## INPUT FOR THIS TASK:
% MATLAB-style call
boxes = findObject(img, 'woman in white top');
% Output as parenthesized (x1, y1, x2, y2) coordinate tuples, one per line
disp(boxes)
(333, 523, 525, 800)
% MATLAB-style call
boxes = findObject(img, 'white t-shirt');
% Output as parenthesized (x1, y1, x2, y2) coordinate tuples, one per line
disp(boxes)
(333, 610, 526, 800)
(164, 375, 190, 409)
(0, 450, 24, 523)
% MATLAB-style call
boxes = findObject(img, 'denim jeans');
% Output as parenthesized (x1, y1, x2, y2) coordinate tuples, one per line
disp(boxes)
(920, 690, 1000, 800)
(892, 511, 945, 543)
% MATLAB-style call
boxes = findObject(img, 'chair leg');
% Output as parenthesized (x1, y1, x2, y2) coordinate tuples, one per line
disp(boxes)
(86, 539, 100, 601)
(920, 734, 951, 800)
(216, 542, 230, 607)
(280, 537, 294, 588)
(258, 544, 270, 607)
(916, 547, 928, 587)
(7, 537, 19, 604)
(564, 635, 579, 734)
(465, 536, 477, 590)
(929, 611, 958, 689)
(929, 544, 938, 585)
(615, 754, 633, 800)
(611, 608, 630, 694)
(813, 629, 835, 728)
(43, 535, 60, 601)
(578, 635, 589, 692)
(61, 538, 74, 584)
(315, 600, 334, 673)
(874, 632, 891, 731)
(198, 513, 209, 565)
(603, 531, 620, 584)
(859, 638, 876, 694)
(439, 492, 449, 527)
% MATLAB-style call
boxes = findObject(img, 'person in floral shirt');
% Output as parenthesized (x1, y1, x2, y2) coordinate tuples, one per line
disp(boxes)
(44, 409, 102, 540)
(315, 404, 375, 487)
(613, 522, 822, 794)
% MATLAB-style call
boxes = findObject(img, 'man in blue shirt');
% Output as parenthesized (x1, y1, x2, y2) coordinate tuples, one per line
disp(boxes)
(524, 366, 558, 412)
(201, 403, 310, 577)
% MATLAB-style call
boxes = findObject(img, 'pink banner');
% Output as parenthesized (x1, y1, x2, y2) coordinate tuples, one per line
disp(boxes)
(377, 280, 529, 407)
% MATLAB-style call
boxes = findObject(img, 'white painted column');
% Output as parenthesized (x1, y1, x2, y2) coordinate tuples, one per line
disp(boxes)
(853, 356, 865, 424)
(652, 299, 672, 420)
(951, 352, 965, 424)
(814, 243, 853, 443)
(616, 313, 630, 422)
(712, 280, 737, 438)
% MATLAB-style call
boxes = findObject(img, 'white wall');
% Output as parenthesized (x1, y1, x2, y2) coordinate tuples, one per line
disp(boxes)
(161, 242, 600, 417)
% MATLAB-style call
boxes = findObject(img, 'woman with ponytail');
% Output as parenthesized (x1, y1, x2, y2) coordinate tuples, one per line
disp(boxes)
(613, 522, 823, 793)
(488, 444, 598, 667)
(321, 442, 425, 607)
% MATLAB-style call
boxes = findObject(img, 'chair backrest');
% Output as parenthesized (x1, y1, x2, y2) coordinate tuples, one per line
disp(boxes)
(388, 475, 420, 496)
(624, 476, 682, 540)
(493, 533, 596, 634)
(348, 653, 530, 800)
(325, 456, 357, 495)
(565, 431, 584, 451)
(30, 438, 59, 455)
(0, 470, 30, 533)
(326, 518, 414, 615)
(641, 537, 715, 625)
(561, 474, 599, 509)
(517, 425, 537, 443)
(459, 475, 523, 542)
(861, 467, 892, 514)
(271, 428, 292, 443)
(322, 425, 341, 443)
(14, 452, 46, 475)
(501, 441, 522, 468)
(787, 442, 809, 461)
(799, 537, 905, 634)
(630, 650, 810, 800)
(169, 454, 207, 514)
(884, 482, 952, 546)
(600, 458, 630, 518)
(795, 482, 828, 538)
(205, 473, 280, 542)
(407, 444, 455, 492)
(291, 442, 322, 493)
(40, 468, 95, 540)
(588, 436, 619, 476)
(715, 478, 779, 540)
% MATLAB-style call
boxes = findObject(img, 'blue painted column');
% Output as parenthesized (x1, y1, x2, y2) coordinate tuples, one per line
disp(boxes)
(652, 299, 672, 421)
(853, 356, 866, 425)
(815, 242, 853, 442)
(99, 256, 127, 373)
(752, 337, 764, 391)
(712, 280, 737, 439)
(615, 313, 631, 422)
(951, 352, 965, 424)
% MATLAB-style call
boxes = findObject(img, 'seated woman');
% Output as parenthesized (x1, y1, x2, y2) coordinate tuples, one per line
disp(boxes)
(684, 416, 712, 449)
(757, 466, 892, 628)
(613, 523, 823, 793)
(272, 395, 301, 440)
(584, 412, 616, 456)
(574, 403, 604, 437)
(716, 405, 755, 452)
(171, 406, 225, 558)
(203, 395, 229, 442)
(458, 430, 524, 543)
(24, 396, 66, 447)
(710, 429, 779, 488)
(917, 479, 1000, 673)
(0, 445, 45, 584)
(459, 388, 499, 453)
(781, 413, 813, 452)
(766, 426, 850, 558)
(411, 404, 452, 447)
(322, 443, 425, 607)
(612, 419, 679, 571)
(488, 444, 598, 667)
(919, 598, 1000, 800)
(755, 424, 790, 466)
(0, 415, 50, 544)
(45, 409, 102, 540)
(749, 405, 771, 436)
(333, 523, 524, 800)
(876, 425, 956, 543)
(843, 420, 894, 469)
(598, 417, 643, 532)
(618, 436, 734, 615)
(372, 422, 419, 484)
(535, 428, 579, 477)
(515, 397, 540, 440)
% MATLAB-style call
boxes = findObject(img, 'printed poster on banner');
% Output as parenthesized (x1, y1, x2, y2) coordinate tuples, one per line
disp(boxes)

## PROBLEM DETAILS:
Would you please filter the lines above and copy every one that includes "painted"?

## ANSWER:
boxes = findObject(img, 'white painted column');
boxes = findObject(img, 'blue painted column');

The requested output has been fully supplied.